Data section —
>> Start
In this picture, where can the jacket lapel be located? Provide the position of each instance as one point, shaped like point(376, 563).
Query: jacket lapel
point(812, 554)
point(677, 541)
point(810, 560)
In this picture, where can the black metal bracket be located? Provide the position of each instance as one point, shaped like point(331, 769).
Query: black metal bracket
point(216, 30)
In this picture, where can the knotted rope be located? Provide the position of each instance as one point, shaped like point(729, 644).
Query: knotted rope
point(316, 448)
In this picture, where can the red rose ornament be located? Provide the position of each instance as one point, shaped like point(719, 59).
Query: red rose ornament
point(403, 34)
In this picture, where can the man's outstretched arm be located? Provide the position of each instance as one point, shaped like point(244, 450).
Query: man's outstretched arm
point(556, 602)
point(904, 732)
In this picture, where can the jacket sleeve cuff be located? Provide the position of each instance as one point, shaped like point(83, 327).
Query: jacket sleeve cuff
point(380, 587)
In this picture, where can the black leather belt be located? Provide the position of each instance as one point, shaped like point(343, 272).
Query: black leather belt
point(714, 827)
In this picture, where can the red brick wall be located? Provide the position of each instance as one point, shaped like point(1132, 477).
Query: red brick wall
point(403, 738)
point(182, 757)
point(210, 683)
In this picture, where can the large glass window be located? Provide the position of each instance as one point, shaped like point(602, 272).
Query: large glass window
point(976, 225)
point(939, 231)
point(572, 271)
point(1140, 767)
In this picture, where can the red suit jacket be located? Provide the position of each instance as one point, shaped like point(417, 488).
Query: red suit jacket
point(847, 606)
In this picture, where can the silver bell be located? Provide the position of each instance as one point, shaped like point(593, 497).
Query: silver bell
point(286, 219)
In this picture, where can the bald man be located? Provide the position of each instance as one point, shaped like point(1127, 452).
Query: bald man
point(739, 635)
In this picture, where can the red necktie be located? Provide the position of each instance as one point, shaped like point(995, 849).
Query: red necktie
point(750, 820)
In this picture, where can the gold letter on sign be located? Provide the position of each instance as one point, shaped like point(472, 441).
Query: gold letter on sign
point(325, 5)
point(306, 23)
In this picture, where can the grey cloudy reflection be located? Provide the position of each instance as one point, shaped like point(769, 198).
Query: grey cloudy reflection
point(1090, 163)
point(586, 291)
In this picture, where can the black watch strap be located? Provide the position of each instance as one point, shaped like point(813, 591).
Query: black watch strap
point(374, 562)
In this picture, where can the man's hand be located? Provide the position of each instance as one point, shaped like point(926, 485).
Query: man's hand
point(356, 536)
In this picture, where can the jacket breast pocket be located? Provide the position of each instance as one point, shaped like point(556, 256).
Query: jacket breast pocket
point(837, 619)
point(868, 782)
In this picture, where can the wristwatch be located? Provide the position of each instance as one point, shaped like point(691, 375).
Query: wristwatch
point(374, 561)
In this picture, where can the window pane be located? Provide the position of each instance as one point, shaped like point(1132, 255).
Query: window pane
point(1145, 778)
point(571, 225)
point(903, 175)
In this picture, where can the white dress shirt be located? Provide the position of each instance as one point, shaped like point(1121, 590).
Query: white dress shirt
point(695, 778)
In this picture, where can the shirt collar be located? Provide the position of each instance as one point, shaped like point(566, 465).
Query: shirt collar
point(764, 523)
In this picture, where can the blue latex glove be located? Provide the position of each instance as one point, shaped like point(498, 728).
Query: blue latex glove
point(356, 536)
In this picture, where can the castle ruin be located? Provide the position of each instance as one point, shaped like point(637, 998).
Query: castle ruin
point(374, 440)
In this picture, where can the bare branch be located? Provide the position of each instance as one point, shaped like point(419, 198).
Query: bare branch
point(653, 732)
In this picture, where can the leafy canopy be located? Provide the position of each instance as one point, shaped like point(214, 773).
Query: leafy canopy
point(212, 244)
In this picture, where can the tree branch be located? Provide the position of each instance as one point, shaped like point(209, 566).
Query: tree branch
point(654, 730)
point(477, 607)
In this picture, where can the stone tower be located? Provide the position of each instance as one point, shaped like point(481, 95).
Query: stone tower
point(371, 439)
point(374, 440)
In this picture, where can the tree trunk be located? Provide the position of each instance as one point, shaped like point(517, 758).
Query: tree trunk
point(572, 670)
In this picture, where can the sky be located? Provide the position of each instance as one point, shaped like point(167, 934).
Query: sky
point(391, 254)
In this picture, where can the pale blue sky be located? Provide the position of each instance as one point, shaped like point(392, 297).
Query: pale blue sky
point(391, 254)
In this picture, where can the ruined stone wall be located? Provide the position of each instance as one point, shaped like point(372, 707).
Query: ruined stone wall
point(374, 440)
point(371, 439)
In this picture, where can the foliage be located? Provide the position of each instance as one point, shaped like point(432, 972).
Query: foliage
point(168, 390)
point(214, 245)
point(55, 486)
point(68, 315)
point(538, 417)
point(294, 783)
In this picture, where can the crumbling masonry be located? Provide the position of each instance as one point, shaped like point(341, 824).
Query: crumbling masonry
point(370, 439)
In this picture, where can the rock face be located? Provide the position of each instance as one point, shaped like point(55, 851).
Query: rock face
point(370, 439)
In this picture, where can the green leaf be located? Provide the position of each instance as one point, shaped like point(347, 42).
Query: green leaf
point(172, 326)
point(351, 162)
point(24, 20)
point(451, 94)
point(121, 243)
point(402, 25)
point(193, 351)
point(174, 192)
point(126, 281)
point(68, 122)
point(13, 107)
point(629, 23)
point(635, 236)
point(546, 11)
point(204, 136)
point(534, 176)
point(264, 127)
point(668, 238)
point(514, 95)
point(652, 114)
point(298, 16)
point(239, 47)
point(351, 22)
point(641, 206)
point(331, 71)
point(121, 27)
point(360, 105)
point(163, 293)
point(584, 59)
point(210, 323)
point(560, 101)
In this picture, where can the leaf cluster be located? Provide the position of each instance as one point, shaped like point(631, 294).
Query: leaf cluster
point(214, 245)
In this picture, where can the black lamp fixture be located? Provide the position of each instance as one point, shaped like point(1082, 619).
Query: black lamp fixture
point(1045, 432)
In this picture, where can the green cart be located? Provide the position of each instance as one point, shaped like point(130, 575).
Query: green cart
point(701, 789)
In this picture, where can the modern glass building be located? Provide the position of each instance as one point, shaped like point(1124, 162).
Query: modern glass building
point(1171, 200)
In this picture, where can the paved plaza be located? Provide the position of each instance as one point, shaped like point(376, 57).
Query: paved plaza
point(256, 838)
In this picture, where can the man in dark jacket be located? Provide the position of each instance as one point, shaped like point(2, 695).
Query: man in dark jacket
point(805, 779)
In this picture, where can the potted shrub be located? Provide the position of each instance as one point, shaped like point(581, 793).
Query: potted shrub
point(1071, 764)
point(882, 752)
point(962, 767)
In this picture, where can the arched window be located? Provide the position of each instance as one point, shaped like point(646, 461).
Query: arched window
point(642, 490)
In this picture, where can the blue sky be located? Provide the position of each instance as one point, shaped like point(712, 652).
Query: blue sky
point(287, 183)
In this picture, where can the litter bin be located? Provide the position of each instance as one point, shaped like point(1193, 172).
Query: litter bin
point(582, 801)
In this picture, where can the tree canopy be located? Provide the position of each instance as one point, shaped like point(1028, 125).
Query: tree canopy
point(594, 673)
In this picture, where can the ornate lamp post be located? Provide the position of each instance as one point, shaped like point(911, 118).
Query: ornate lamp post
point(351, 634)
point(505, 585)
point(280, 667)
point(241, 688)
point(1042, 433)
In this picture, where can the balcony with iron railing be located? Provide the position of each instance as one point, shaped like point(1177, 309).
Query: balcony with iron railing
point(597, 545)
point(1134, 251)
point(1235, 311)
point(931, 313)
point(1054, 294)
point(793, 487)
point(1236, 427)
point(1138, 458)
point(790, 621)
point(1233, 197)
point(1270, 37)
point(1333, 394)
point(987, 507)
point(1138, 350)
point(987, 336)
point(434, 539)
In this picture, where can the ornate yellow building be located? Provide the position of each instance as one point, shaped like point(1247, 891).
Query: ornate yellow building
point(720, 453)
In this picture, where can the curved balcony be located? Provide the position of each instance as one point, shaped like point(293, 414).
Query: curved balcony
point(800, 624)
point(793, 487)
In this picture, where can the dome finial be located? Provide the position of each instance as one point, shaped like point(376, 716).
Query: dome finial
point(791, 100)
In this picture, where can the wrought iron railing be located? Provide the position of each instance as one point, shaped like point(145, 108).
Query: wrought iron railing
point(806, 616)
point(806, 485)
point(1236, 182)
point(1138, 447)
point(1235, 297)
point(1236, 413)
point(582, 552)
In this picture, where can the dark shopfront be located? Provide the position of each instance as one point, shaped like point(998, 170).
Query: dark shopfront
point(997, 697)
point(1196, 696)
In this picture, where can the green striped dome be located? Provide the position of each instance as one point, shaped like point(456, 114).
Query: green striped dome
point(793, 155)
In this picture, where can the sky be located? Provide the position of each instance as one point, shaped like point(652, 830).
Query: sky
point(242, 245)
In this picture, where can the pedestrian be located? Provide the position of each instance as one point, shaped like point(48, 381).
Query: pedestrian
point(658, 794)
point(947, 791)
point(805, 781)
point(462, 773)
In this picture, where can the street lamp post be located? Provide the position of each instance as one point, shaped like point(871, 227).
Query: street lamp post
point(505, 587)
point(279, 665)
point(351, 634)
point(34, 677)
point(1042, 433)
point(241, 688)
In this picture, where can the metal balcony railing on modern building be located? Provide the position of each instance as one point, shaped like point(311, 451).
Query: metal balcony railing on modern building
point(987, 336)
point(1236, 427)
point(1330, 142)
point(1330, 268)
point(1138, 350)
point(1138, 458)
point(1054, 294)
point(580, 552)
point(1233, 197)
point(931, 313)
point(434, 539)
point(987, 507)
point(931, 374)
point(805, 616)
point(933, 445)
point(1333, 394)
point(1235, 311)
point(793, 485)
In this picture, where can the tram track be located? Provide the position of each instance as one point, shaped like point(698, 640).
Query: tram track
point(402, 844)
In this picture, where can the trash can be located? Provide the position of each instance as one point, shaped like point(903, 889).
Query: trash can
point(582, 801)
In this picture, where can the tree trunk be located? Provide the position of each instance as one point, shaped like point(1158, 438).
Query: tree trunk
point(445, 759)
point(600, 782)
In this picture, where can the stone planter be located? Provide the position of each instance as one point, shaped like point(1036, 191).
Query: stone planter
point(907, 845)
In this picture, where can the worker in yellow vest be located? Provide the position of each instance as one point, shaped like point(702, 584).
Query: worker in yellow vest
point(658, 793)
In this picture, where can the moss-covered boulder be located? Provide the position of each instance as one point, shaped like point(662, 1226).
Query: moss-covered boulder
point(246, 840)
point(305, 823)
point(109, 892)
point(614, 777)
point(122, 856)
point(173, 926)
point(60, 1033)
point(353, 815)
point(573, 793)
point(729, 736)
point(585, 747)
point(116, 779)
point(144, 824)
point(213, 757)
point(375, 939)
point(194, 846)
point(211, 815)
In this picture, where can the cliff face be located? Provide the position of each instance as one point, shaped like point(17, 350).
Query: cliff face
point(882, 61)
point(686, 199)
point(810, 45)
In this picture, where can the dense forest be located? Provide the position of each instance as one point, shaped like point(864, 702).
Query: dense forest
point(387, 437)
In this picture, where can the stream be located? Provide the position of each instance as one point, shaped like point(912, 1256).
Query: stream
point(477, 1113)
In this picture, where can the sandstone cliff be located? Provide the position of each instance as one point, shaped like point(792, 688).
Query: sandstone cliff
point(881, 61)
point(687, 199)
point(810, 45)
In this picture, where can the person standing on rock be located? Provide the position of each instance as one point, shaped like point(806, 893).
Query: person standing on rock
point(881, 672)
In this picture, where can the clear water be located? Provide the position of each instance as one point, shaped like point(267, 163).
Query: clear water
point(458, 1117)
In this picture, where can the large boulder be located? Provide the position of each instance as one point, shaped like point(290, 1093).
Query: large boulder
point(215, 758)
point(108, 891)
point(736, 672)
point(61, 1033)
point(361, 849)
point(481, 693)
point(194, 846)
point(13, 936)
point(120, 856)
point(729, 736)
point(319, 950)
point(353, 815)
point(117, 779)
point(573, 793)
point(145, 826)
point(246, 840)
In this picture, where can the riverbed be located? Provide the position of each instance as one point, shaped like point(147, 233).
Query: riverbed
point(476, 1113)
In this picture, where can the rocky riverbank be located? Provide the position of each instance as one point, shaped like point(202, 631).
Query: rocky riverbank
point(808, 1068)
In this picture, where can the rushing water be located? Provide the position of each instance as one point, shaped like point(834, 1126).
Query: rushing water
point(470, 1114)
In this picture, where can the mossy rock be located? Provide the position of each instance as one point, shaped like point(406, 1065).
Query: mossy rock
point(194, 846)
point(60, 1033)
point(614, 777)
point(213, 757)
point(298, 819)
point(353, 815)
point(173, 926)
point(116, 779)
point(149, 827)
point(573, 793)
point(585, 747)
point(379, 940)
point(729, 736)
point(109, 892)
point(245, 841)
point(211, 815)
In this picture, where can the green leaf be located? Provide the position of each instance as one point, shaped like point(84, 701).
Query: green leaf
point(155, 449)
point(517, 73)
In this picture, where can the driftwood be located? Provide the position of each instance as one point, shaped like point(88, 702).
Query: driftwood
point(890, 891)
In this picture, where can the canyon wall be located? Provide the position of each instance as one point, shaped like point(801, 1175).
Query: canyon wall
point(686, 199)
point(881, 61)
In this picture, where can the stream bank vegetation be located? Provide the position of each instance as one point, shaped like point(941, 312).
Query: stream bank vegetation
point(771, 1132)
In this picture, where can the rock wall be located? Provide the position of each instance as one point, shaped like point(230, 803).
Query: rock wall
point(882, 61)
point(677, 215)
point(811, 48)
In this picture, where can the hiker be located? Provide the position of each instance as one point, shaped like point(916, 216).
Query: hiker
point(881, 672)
>> End
Task —
Starting with the first line of the records and going on through the line with "point(216, 30)", lay out those lines as a Markdown table with the columns Row and Line, and skip any blank lines.

Result of this task —
| Row | Line |
|---|---|
| 1 | In this picture, where can the jacket lapel be located? Provide the position of each instance as one point, shaped like point(376, 563). |
| 2 | Query: jacket lapel |
| 3 | point(812, 554) |
| 4 | point(677, 541) |
| 5 | point(810, 560) |
| 6 | In this picture, where can the black metal bracket be located? Provide the position of each instance as one point, shaped like point(331, 769). |
| 7 | Query: black metal bracket |
| 8 | point(216, 30) |